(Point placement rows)
====================
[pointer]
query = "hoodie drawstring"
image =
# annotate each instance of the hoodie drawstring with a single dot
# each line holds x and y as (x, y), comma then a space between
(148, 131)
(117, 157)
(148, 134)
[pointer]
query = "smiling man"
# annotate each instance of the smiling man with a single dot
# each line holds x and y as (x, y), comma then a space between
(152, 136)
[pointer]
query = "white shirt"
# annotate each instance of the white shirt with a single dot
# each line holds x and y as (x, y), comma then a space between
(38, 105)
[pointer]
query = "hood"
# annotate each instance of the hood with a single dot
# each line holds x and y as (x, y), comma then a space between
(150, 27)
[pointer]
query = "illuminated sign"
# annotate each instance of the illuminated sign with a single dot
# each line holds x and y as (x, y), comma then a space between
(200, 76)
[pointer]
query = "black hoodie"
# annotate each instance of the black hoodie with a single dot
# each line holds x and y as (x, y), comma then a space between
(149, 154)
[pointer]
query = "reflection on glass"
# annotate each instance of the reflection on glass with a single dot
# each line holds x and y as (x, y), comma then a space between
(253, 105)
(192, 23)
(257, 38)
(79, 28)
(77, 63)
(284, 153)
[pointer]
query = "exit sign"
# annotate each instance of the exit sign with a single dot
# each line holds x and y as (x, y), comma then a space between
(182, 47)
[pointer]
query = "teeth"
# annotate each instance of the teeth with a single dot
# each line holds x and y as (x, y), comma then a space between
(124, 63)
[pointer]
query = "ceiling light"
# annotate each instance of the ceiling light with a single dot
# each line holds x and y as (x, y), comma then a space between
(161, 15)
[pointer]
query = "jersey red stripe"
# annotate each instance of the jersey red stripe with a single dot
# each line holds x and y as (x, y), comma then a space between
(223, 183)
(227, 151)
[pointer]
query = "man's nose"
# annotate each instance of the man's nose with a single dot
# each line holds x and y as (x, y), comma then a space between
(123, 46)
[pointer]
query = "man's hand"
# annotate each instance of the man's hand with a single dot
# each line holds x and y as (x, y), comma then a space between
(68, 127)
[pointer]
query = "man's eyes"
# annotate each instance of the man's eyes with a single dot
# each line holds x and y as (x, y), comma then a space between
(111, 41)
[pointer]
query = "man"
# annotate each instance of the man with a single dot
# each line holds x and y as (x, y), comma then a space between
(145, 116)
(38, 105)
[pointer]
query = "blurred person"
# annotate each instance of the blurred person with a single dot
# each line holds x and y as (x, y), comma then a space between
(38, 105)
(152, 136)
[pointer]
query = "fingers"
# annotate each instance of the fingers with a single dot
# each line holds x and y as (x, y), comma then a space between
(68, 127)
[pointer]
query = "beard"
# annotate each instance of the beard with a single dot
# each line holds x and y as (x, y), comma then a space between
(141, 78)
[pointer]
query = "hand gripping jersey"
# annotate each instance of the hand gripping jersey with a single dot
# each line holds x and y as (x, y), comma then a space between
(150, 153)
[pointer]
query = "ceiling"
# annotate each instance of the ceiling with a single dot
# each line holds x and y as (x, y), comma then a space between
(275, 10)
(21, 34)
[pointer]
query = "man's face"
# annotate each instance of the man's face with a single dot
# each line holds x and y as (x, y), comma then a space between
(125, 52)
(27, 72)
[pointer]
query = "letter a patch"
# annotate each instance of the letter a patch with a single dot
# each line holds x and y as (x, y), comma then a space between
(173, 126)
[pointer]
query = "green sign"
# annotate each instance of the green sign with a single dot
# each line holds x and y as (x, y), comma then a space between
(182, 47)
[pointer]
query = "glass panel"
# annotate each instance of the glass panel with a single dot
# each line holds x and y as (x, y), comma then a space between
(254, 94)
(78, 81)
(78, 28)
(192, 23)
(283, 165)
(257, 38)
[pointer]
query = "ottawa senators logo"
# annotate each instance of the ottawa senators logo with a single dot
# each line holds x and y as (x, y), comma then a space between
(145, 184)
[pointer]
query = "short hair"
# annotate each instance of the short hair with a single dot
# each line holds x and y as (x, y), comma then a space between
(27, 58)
====================
__Objective__: Return every line from the rows above that contains the word "hair".

__Result__:
query = "short hair"
# annotate each instance of the short hair with a single dot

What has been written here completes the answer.